Description of the task » Return the whole listing, keeping every character the same.
>> Start Working data
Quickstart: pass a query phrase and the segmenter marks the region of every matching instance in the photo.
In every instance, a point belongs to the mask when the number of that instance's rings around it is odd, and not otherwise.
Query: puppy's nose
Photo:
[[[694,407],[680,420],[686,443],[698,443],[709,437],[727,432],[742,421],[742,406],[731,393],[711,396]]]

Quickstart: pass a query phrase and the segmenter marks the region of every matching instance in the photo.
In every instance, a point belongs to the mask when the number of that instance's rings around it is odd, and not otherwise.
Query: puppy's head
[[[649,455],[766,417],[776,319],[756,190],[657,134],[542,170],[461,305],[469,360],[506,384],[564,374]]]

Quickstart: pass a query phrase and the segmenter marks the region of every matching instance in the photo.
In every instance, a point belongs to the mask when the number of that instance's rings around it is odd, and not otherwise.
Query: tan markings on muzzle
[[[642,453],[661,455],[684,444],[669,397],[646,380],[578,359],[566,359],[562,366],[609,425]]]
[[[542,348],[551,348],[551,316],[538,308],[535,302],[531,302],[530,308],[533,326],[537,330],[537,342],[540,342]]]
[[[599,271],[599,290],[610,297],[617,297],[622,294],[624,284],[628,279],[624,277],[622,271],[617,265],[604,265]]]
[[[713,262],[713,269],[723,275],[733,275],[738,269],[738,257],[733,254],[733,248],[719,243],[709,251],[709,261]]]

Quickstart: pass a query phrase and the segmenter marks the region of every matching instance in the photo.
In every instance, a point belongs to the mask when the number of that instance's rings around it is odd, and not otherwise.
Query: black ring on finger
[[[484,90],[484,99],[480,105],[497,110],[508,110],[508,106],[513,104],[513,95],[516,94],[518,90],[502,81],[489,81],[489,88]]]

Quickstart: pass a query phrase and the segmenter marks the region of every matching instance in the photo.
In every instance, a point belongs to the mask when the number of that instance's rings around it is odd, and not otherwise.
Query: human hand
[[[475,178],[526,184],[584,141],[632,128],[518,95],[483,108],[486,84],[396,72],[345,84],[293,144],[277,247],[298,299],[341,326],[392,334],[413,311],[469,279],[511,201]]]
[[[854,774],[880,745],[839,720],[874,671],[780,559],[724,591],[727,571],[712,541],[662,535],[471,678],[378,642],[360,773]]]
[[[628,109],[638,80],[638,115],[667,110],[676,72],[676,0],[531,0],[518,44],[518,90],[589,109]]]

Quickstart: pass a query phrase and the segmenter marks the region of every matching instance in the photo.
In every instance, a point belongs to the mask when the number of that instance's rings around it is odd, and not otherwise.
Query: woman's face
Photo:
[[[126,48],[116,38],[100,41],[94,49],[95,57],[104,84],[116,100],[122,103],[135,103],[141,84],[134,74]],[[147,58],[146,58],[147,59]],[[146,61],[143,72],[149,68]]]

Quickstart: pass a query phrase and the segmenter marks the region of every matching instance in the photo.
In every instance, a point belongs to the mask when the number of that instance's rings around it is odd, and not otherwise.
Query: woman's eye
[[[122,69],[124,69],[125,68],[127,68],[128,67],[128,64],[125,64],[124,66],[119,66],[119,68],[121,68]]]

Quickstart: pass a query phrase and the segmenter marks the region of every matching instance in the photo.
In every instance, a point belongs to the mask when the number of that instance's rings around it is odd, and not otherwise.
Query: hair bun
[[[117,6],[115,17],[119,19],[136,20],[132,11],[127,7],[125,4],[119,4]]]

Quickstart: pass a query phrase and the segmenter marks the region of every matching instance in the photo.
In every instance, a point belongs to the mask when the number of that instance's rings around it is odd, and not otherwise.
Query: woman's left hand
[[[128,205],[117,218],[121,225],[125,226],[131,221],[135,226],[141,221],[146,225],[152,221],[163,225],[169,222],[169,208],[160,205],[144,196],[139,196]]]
>> End Working data
Result of this task »
Quickstart: pass a query phrase and the segmenter marks the region of every matching instance in the photo.
In every instance, a point belongs to the mask when the number of that instance's rings around it is odd, and not otherwise.
Query: puppy's nose
Photo:
[[[694,407],[680,420],[686,443],[698,443],[709,437],[727,432],[742,421],[742,406],[731,393],[711,396]]]

Quickstart: pass a query phrase and the segmenter marks the region of every matching instance in the photo.
In every instance, a point belongs to the mask when the number of that instance's rings around it is odd, and not otherwise.
Query: puppy's head
[[[649,455],[766,417],[776,319],[756,190],[657,134],[542,170],[461,305],[469,360],[506,384],[564,374]]]

Quickstart: pass a query phrase and the segmenter marks the region of every matching instance in the photo.
In every instance, a point belongs to the mask when the number of that instance's rings around it is odd, and not otherwise.
Query: tan markings on muzzle
[[[642,453],[661,455],[684,444],[669,397],[646,380],[578,359],[566,359],[562,366],[609,425]]]
[[[542,348],[551,348],[551,316],[538,308],[535,302],[531,302],[530,308],[533,326],[537,330],[537,342],[540,342]]]
[[[599,271],[599,290],[610,297],[617,297],[622,294],[624,284],[628,279],[624,277],[622,271],[617,265],[604,265]]]
[[[713,262],[713,269],[723,275],[733,275],[738,269],[738,257],[733,254],[733,248],[719,243],[709,251],[709,261]]]

Quickstart: pass a query phrase and the segmenter marks the region of every matching instance in the photo.
In every instance, a point belongs to the mask when the number of that instance's rings around it is odd, and not otherwise.
Query: black ring on finger
[[[484,90],[484,99],[480,105],[497,110],[508,110],[508,106],[513,104],[513,95],[516,94],[518,90],[502,81],[489,81],[489,88]]]

Quickstart: pass a query phrase and the segmenter marks the region of every matching instance in the photo.
In every instance, a point belongs to the mask when the number of that instance's rings around it is odd, and not otherwise.
Query: human hand
[[[475,178],[526,184],[584,141],[632,128],[518,95],[483,108],[486,84],[396,72],[345,84],[293,144],[277,247],[298,299],[341,326],[392,334],[413,311],[469,279],[511,201]]]
[[[854,774],[880,745],[839,720],[874,671],[780,559],[724,591],[727,571],[712,541],[662,535],[471,678],[378,642],[360,773]]]
[[[628,109],[638,80],[638,115],[667,110],[676,72],[676,0],[531,0],[518,44],[518,90],[589,109]]]

Quickstart: pass a query phrase and the segmenter marks the region of every matching instance in the photo.
In every instance, a point belongs to the mask when the number of that instance's rings around it is odd, and not otherwise.
Query: woman's face
Photo:
[[[126,48],[116,38],[100,41],[94,49],[95,57],[104,84],[116,100],[122,103],[135,103],[141,84],[134,74]],[[147,58],[146,58],[147,59]],[[146,61],[143,72],[149,68]]]

Quickstart: pass a query phrase and the segmenter marks the region of every matching instance in the photo.
In every instance, a point belongs to the mask when the number of that instance's rings around it is odd, and not otherwise.
Query: woman's eye
[[[122,69],[124,69],[125,68],[127,68],[128,67],[128,64],[125,64],[124,66],[119,66],[119,68],[121,68]]]

Quickstart: pass a query phrase and the segmenter marks the region of every matching instance in the photo.
In every instance, a point belongs to the mask when the number of that instance's rings around it is odd, and not otherwise.
Query: hair bun
[[[117,6],[115,17],[119,19],[136,20],[132,11],[127,7],[125,4],[119,4]]]

Quickstart: pass a query phrase and the segmenter marks the region of every matching instance in the photo.
In every instance, a point belongs to the mask when the number of that instance's rings around it is odd, and not otherwise.
Query: woman's left hand
[[[128,205],[117,218],[121,225],[125,226],[131,221],[135,226],[141,221],[146,225],[152,221],[163,225],[169,222],[169,208],[160,205],[144,196],[139,196]]]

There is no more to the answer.